■ ABOUT THIS TASK
Transcribe every record below word for word.
*** EXCERPTED DATA
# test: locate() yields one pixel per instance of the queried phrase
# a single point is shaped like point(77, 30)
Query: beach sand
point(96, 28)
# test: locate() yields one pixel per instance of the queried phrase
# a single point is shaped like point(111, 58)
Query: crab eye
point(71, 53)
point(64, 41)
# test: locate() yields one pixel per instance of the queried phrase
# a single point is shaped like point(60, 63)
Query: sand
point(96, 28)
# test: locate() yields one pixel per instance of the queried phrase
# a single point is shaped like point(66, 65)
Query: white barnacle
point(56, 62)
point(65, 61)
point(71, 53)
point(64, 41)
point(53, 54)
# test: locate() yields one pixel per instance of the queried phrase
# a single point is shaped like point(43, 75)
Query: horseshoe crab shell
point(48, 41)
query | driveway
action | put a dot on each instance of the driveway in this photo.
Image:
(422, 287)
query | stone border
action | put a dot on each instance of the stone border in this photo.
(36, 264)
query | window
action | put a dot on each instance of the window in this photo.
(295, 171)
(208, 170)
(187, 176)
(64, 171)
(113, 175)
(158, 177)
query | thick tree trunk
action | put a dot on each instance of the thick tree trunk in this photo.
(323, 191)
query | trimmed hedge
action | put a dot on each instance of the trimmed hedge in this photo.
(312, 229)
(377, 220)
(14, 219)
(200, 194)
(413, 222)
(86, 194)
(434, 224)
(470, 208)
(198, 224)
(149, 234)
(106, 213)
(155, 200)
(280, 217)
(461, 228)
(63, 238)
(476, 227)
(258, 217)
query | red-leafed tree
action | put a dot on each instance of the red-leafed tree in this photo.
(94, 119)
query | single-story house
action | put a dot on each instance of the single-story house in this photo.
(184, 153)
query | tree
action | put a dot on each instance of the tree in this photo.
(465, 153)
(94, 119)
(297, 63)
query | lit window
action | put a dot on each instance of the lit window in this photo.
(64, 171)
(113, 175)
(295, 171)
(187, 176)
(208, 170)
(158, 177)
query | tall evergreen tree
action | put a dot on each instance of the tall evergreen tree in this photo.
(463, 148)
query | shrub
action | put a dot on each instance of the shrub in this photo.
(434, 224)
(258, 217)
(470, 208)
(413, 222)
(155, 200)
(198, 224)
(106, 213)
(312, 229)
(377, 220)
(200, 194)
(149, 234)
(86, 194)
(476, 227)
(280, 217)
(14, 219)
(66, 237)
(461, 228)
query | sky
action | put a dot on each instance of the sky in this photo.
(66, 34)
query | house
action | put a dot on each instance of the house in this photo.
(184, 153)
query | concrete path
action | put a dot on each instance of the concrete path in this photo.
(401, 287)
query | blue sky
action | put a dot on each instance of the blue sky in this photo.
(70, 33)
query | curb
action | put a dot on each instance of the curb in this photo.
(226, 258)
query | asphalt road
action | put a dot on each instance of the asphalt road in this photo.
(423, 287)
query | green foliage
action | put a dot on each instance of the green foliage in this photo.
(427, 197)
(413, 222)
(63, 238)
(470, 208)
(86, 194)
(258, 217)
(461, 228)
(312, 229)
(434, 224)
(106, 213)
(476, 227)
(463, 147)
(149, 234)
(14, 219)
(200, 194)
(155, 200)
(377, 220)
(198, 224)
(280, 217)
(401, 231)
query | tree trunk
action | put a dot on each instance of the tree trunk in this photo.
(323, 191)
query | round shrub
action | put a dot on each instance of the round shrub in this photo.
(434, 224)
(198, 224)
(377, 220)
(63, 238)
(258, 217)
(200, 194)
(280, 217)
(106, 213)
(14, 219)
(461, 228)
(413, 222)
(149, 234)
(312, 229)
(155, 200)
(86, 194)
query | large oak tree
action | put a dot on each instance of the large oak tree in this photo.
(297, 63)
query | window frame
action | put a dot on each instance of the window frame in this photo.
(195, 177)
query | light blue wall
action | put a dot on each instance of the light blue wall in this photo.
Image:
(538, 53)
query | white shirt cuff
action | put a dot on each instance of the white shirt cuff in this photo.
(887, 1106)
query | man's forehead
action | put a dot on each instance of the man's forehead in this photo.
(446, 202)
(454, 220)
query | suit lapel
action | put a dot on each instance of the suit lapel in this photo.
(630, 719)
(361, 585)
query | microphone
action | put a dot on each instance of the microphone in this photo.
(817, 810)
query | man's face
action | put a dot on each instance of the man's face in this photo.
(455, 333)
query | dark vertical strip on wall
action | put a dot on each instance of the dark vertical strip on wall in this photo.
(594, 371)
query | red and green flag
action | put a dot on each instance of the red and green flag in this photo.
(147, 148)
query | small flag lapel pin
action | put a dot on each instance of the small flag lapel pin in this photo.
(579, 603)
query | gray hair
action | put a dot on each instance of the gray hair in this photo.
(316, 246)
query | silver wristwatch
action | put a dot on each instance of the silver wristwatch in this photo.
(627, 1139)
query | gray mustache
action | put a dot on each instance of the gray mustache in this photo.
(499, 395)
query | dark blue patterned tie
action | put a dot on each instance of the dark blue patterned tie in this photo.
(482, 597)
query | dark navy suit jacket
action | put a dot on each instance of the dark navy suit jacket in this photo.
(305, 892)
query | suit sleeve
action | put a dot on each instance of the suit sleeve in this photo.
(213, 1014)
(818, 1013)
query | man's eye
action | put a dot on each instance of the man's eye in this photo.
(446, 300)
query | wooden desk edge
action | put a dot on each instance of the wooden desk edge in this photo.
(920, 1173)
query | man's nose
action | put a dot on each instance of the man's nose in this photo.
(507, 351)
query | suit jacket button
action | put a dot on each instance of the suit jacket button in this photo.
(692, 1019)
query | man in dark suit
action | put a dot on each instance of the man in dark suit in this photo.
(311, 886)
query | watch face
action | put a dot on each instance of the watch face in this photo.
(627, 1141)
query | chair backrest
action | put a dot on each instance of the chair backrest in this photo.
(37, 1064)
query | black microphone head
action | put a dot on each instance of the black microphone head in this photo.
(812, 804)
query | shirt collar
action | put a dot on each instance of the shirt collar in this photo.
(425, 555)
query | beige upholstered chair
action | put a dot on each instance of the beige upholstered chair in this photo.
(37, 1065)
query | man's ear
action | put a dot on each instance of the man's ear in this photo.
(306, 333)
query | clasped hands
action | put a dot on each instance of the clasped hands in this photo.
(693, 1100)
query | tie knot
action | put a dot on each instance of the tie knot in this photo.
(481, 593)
******
■ REPLY
# test: locate() yields one pixel per instance of the queried phrase
# a single point is shaped like point(77, 30)
Query: beach sand
point(96, 28)
# test: locate() yields one pixel per instance of the queried phrase
# a single point is shaped like point(111, 58)
Query: crab eye
point(71, 53)
point(64, 41)
# test: locate() yields one pixel per instance of the queried phrase
# a single point is shaped like point(60, 63)
Query: sand
point(96, 28)
# test: locate() yields one pixel per instance of the queried phrase
# a single point is shaped like point(66, 65)
Query: white barnacle
point(56, 62)
point(65, 61)
point(71, 53)
point(64, 41)
point(53, 54)
# test: locate() yields one pixel per instance of the queried phrase
# a single point is shaped like point(43, 75)
Query: horseshoe crab shell
point(48, 41)
query | driveway
action | put a dot on each instance of the driveway in this photo.
Image:
(422, 287)
query | stone border
action | put a dot on each instance of the stone border in this photo.
(36, 264)
query | window
action | put a dot on each instance of the window in this photo.
(295, 171)
(208, 170)
(187, 176)
(64, 171)
(113, 175)
(158, 177)
query | thick tree trunk
action | put a dot on each instance of the thick tree trunk in this photo.
(323, 191)
query | trimmed hedge
action | put a dot on each instance of the trimmed hedge in this photo.
(312, 229)
(377, 220)
(14, 219)
(200, 194)
(413, 222)
(86, 194)
(434, 224)
(470, 208)
(198, 224)
(149, 234)
(106, 213)
(155, 200)
(280, 217)
(461, 228)
(63, 238)
(476, 227)
(258, 217)
query | red-leafed tree
action | put a dot on each instance of the red-leafed tree in this photo.
(94, 119)
query | single-story house
action | put a dot on each instance of the single-story house in this photo.
(184, 153)
query | tree
action | put a dot on each instance of the tree in this photo.
(465, 153)
(94, 119)
(297, 63)
query | lit window
action | put a dot on each instance of the lit window in this photo.
(64, 171)
(113, 175)
(295, 171)
(187, 176)
(208, 170)
(158, 177)
query | tall evergreen tree
action | put a dot on each instance of the tall evergreen tree in this photo.
(463, 148)
query | shrub
action | put a dot on each instance of the shrub in this photo.
(434, 224)
(258, 217)
(470, 208)
(413, 222)
(155, 200)
(198, 224)
(106, 213)
(312, 229)
(377, 220)
(200, 194)
(149, 234)
(86, 194)
(476, 227)
(280, 217)
(14, 219)
(66, 237)
(461, 228)
query | sky
action | put a dot on each instance of the sky in this photo.
(66, 34)
query | house
action | put a dot on each instance of the house in this photo.
(184, 153)
query | concrete path
action | put a dot on each instance of the concrete path in this photo.
(401, 287)
query | blue sky
action | put a dot on each instance of the blue sky in this photo.
(70, 33)
query | curb
action | put a dot on each instance of the curb in this photo.
(226, 258)
query | asphalt road
action | put a dot on each instance of the asphalt road in this photo.
(423, 287)
query | green foliage
action | put a dot on each instance of the green foliage in this photo.
(427, 197)
(413, 222)
(63, 238)
(470, 208)
(86, 194)
(258, 217)
(461, 228)
(312, 229)
(434, 224)
(106, 213)
(476, 227)
(463, 147)
(149, 234)
(14, 219)
(200, 194)
(155, 200)
(377, 220)
(198, 224)
(280, 217)
(401, 231)
query | tree trunk
action | put a dot on each instance of the tree trunk in this photo.
(323, 191)
query | round shrub
action | put a dot on each instance of the round shrub in this photo.
(434, 224)
(198, 224)
(377, 220)
(63, 238)
(258, 217)
(200, 194)
(280, 217)
(106, 213)
(14, 219)
(461, 228)
(413, 222)
(149, 234)
(312, 229)
(155, 200)
(86, 194)
query | large oak tree
action | put a dot on each instance of the large oak tree in this photo.
(297, 63)
query | window frame
action | put a dot on each instance of the window frame in this photo.
(195, 177)
query | light blue wall
action | put a dot on each instance of the light blue wall in this photo.
Image:
(538, 53)
query | white shirt cuff
action | put a dot on each instance of the white shirt cuff in this photo.
(887, 1106)
query | man's forehead
action | put a dot on each instance of the man's forehead in this photo.
(446, 202)
(454, 220)
query | suit lapel
action | put a dot on each instance of the suit lapel in this photo.
(630, 719)
(361, 585)
query | microphone
action | put a dot on each instance of the microphone in this photo.
(817, 810)
query | man's face
action | put a dot on each instance of the man's face in this photo.
(455, 333)
query | dark vertical strip on wall
action | put a dot on each instance of the dark vertical strip on wall in this photo.
(594, 371)
query | red and green flag
action | put a dot on each instance of the red and green flag in this photo.
(147, 148)
query | small flag lapel pin
action | put a dot on each instance of the small flag lapel pin in this photo.
(579, 603)
query | gray hair
action | put a dot on each instance of the gray hair in this photo.
(316, 246)
query | silver wristwatch
action | put a dot on each instance of the silver wristwatch in this photo.
(627, 1139)
query | gray mustache
action | put a dot on each instance of the gray mustache in this photo.
(499, 395)
query | dark blue patterned tie
action | put a dot on each instance of the dark blue patterned tie in this photo.
(482, 597)
query | dark navy suit jacket
action | put a dot on each instance of the dark navy suit jacket in this photo.
(305, 892)
query | suit sleeve
action | put a dot on each instance of the suit sleeve in this photo.
(213, 1014)
(818, 1013)
query | man's eye
action | put a dot on each instance of the man's eye in this photo.
(446, 300)
query | wooden desk edge
action | put a dot on each instance of the wooden desk edge in this photo.
(920, 1173)
query | man's nose
action | put a dot on each instance of the man's nose in this photo.
(507, 351)
query | suit jacket button
action | put a dot on each instance of the suit jacket button in this photo.
(692, 1019)
query | man in dark suit
action | put a dot on each instance of the man in dark suit in this photo.
(311, 886)
query | watch face
action | put a dot on each instance of the watch face in this photo.
(627, 1141)
query | chair backrest
action | put a dot on each instance of the chair backrest in this photo.
(37, 1064)
query | black microphone head
action | put a dot on each instance of the black microphone head in this photo.
(812, 804)
query | shirt collar
action | put a dot on each instance of the shirt collar in this photo.
(425, 555)
query | beige upholstered chair
action | put a dot on each instance of the beige upholstered chair in this photo.
(37, 1065)
query | man's ear
action | put a dot on each instance of the man's ear in this photo.
(306, 333)
query | clasped hands
action | put a dot on each instance of the clasped hands in this photo.
(693, 1100)
query | tie knot
action | put a dot on each instance of the tie knot in this photo.
(481, 593)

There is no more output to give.